━━━━━ SOURCE PASSAGE

Black tea is particularly popular and is often drunk as a coffee substitute. Black tea is produced by carefully fermenting the tea leaves after harvesting. Oxidation causes the tea leaves to wilt and turn dark. The fermentation process is further enhanced by rolling the tea leaves. This breaks down the cell walls of the tea leaves, allowing oxygen to react more effectively with the enzymes in the tea leaves. Once the natural ripening process is complete, the tea leaves are dried at 80-90 degrees Celsius. The result is a strong, tart, malty tea. We have added two excellent black teas to our range.
Firstly, from the Satemwa Tea Estate, the oldest in Malawi. The tea plants grow here in an idyllic landscape on Thyolo Mountain in the south of the country. The tea leaves are harvested at the optimal time and then blended according to variety. This ensures consistent tea quality and increases complexity.

━━━━━━━━━━
━━━━━ DATA EXCERPTS

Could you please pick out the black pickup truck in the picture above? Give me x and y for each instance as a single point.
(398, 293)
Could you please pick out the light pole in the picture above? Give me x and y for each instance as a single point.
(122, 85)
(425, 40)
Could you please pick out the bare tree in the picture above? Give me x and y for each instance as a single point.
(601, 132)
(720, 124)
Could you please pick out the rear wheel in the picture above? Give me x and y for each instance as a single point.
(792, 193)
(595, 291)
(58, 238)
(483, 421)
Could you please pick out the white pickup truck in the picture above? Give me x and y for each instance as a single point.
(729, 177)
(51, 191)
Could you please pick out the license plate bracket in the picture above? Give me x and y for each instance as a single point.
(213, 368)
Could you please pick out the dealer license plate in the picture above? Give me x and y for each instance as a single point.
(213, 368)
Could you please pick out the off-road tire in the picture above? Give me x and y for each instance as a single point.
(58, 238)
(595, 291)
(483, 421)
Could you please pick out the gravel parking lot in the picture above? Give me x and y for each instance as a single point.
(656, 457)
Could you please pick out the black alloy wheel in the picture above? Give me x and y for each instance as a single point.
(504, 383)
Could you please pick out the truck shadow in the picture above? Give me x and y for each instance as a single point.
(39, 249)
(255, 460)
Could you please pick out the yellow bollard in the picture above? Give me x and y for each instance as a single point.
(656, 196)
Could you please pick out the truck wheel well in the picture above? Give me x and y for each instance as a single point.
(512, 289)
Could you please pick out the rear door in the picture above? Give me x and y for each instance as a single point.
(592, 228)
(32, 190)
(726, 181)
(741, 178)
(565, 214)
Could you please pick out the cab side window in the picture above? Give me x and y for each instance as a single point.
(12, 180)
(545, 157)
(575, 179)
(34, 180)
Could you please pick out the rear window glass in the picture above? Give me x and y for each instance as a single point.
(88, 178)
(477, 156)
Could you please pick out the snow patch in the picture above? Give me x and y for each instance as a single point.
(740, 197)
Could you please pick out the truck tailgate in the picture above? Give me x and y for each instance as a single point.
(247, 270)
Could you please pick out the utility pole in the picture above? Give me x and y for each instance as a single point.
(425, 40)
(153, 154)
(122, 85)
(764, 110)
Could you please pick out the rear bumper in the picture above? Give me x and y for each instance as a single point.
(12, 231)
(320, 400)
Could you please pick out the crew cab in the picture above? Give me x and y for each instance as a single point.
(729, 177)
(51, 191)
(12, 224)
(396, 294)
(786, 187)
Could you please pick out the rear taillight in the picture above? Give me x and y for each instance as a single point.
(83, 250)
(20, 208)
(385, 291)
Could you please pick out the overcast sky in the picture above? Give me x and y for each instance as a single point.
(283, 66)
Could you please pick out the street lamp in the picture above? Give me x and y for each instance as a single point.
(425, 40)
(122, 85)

━━━━━━━━━━
━━━━━ DATA EXCERPTS

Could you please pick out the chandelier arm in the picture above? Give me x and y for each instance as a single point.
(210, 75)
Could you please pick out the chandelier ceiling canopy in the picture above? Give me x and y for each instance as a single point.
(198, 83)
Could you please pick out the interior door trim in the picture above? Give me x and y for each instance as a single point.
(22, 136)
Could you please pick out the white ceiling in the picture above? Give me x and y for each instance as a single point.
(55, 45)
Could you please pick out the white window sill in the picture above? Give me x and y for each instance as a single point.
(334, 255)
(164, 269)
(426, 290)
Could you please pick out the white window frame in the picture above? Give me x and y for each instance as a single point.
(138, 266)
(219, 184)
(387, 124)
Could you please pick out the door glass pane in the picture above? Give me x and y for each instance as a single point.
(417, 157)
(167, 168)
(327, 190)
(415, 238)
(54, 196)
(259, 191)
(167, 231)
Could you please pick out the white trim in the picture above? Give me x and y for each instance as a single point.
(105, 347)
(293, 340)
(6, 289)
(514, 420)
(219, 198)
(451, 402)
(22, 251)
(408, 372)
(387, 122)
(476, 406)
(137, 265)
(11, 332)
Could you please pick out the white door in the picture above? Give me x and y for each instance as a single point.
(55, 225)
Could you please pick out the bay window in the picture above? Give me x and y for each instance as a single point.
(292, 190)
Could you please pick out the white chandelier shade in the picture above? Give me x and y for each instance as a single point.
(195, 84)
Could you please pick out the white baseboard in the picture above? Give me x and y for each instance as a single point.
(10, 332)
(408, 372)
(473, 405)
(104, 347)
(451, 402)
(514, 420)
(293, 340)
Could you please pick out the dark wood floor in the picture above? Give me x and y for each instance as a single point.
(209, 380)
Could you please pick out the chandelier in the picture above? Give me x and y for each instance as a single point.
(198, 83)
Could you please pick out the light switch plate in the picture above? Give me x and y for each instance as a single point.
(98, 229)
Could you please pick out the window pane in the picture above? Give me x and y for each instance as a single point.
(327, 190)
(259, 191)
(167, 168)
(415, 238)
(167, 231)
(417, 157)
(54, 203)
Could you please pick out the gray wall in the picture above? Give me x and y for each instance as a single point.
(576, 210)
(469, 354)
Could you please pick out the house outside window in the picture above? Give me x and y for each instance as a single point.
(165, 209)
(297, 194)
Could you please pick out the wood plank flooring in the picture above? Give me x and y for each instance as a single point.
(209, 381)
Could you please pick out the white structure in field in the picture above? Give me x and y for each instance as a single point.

━━━━━━━━━━

WHAT TO PRODUCE: Return the portion of the black tea passage starting at "Firstly, from the" and ending at "and increases complexity.", copied word for word.

WRITTEN SOLUTION:
Firstly, from the Satemwa Tea Estate, the oldest in Malawi. The tea plants grow here in an idyllic landscape on Thyolo Mountain in the south of the country. The tea leaves are harvested at the optimal time and then blended according to variety. This ensures consistent tea quality and increases complexity.